Consigne
Rédigez la suite de l'entretien avec l'écrivain Mikhaïl Chichkine sur le mensonge en Russie, en reprenant après sa dernière phrase.
── Extrait du document ──
Selon l’écrivain Mikhaïl Chichkine : “L’empire russe va se désintégrer, et l’après-Poutine sera violent”
Pour le grand écrivain russe, opposant au régime, “une guerre civile dure depuis plus de deux siècles” en Russie. Optimiste pour l’Ukraine, il se montre très pessimiste quant à l’avenir démocratique de son pays.

“Quand, dans son propre pays, Vladimir Poutine [ici, lors du défilé militaire du 9 mai 2023, à Moscou] raconte des contre-vérités, tout le monde sait qu’il ment, et lui-même sait que tout le monde le sait, mais ses électeurs acceptent ses fabulations”, regrette Mikhaïl Chichkine. (Photo by The Kremlin Moscow)
Victime du stalinisme, son grand-père a été déporté par le régime soviétique dans un chantier de construction ferroviaire, où il est mort. Sous-marinier, son père a été un héros de la Grande Guerre patriotique. Romancier récompensé par les plus prestigieux prix littéraires russes (prix Booker russe, prix Bolchaïa Kniga), Mikhaïl Chichkine a, lui, refusé, en 2013, de représenter son pays lors d’une grande foire internationale du livre, avant de dénoncer virulemment l’annexion de la Crimée.
Les éditions Noir sur blanc publient La Paix ou la Guerre*, recueil de textes d’une puissance rare, initialement paru en allemand en 2019, et dans lequel l’écrivain de 62 ans, qui vit en Suisse, raconte, à destination des lecteurs occidentaux, les fondements de la guerre actuelle. Pourquoi tant d’incompréhension entre l’Occident et la Russie depuis des siècles, au point d’avoir chez nous fantasmé une supposée “âme russe”? Pourquoi ces rendez-vous manqués avec la démocratie ? Dans un grand entretien accordé à L’Express, Mikhaïl Chichkine analyse la culture du mensonge qui règne selon lui dans son pays, explique comment Poutine s’est imposé en nouveau “tsar” et craint un avenir très sombre en Russie le jour où ce dernier quittera le Kremlin “d’une façon ou d’une autre”…
L’Express : Pour comprendre la Russie, il faut selon vous d’abord réaliser à quel point le mensonge est prédominant dans l’histoire et la société russe. “La ‘vérité russe’ est un mensonge sans fin”, écrivez-vous. Vraiment ?
Mikhaïl Chichkine : Le mensonge est, dans l’histoire russe, la seule façon de survivre. Dans ma jeunesse, sous le régime communiste, le mensonge était omniprésent. L’Etat dupait les citoyens, et les citoyens dupaient l’Etat. Le pouvoir redoutait son propre peuple, ce qui le conduisait à mentir. La population participait à ce mensonge, car elle-même redoutait le pouvoir. Des affiches proclamaient à la population que l’URSS était “le rempart de la paix” et, pendant ce temps, les chars soviétiques intervenaient aux quatre coins du monde. C’est pour cela que Soljenitsyne, quand il a voulu détruire le régime, a publié un célèbre appel à “ne pas vivre dans le mensonge”.
───
── Données brutes ──
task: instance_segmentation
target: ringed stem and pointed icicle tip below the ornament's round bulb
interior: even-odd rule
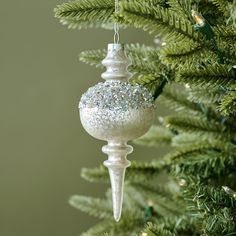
───
Résultat de l'exercice
Aujourd’hui, Poutine, les gens autour de lui, mais aussi les simples citoyens, prolongent ce cercle vicieux des mensonges. A l’Ouest, les gens ne comprennent pas comment un dirigeant peut mentir à ses propres citoyens de façon si éhontée, assurant par exemple, en 2014, qu’il n’y avait pas de soldats russes en Crimée. Mais, pour les Russes, c’est tout à fait compréhensible. De leur point de vue, tromper l’ennemi n’est pas un péché, mais une authentique vertu militaire. Et quand, dans son propre pays, Poutine raconte des contre-vérités, tout le monde sait qu’il ment, et lui-même sait que tout le monde le sait, mais ses électeurs acceptent ses fabulations.
Dans un monde démocratique, les mots ont leur importance. En Europe, la Réforme protestante a engendré une mutation fondamentale : ce qui est dit doit être pris au sérieux et considéré comme contraignant. C’est la confiance dans la parole. Si un politicien en Occident ment de façon manifeste, il perdra les élections la fois suivante. Chez vous, être convaincu de mensonge peut vous coûter votre carrière. Peut-on imaginer que le président américain ou le chancelier allemand envoient des troupes effectuer une intervention armée, avant de nier la présence de leurs soldats sur place ? Leur électorat ne leur pardonnerait pas. Mais en Russie, un dirigeant doit mentir.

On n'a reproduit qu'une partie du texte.